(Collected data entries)
'''
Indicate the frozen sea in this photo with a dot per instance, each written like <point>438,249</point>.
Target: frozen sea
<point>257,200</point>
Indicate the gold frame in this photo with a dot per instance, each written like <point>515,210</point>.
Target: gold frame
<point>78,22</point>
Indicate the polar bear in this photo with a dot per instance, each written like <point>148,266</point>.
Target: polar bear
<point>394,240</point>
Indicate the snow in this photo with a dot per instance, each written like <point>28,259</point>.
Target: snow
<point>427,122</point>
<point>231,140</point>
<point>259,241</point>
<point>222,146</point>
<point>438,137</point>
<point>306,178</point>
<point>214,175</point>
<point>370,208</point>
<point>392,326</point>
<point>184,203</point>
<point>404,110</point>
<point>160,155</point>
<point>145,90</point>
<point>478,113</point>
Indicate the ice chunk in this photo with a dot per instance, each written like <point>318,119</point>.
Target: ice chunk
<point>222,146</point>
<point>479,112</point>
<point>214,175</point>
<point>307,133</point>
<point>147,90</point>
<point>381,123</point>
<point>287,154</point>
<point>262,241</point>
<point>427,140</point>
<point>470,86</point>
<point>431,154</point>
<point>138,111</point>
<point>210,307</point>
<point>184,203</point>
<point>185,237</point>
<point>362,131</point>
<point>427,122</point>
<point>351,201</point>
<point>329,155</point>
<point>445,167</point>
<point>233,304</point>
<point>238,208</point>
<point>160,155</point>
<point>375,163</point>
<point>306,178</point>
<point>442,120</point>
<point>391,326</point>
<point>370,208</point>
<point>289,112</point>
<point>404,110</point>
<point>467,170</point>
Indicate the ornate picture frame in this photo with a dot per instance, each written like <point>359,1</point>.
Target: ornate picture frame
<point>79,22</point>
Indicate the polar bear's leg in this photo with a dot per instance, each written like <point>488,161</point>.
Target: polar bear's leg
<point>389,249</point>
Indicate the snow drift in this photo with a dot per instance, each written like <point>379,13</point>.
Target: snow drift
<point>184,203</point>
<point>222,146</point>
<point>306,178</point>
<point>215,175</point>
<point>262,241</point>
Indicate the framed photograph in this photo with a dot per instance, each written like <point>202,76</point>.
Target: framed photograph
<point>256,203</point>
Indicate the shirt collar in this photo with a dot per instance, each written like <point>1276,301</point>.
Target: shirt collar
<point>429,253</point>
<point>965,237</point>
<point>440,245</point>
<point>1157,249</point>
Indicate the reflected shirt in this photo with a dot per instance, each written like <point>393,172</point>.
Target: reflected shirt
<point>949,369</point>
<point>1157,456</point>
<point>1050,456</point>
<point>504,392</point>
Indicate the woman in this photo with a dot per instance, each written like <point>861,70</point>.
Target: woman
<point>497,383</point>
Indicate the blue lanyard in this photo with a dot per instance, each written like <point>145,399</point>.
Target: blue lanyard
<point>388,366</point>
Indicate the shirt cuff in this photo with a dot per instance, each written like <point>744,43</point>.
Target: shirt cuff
'''
Required work:
Please rewrite the data above, changing each "Indicate" to "Mark" and leaving everything else unchanged.

The solution:
Mark the frozen sea in this photo with a dot per instance, each written like <point>438,249</point>.
Target: frozen sea
<point>257,200</point>
Mark the gold frame in this photo with a dot per instance, each written like <point>515,210</point>.
Target: gold frame
<point>78,22</point>
Mark the polar bear in this photo with a dot per instance, each written like <point>148,266</point>.
Target: polar bear
<point>394,240</point>
Mark the snow in this photo with a dot per instance, each written like <point>28,259</point>.
Target: snow
<point>427,122</point>
<point>231,140</point>
<point>259,241</point>
<point>222,146</point>
<point>438,137</point>
<point>306,178</point>
<point>214,175</point>
<point>370,208</point>
<point>392,326</point>
<point>184,203</point>
<point>404,110</point>
<point>160,155</point>
<point>145,90</point>
<point>478,113</point>
Mark the ice chunk in this photo with a dot per instance, each written like <point>318,119</point>.
Target: ice chunk
<point>222,146</point>
<point>479,112</point>
<point>214,175</point>
<point>307,133</point>
<point>147,90</point>
<point>381,123</point>
<point>287,154</point>
<point>262,241</point>
<point>427,140</point>
<point>470,86</point>
<point>431,154</point>
<point>138,111</point>
<point>210,307</point>
<point>184,203</point>
<point>185,237</point>
<point>362,131</point>
<point>427,122</point>
<point>351,201</point>
<point>329,155</point>
<point>445,167</point>
<point>233,304</point>
<point>238,208</point>
<point>160,155</point>
<point>375,163</point>
<point>306,178</point>
<point>442,120</point>
<point>391,326</point>
<point>370,208</point>
<point>289,112</point>
<point>404,110</point>
<point>467,170</point>
Mark the ornate picture frame in this photo with a dot per instance, each written like <point>359,1</point>.
Target: ornate picture frame
<point>79,22</point>
Mark the polar bear's leg in this photo with a dot per instance, each written like <point>488,161</point>.
Target: polar bear's leg
<point>389,249</point>
Mark the snow drift in this photo with a dot per instance, each written like <point>379,13</point>.
Target: snow drift
<point>184,203</point>
<point>222,146</point>
<point>306,178</point>
<point>215,175</point>
<point>262,241</point>
Mark the framed photograph in this photo with a dot per instance, each written like <point>202,76</point>.
Target: framed photograph
<point>256,203</point>
Mark the shirt collar in this photo with a dot per instance, each written like <point>1276,301</point>.
Target: shirt collar
<point>429,253</point>
<point>965,237</point>
<point>440,245</point>
<point>1157,249</point>
Mark the reflected shirt in this photo with a dot per instance, each written like <point>393,172</point>.
Target: reflected shirt
<point>949,369</point>
<point>1157,456</point>
<point>1050,456</point>
<point>504,392</point>
Mark the woman in this photo with a dot per instance, each written like <point>861,70</point>.
Target: woman
<point>497,383</point>
Mark the blue lanyard in this photo with a dot per instance, each written like <point>145,399</point>.
Target: blue lanyard
<point>388,366</point>
Mark the shirt cuff in this photo with a dot per instance, each written like <point>744,43</point>.
Target: shirt cuff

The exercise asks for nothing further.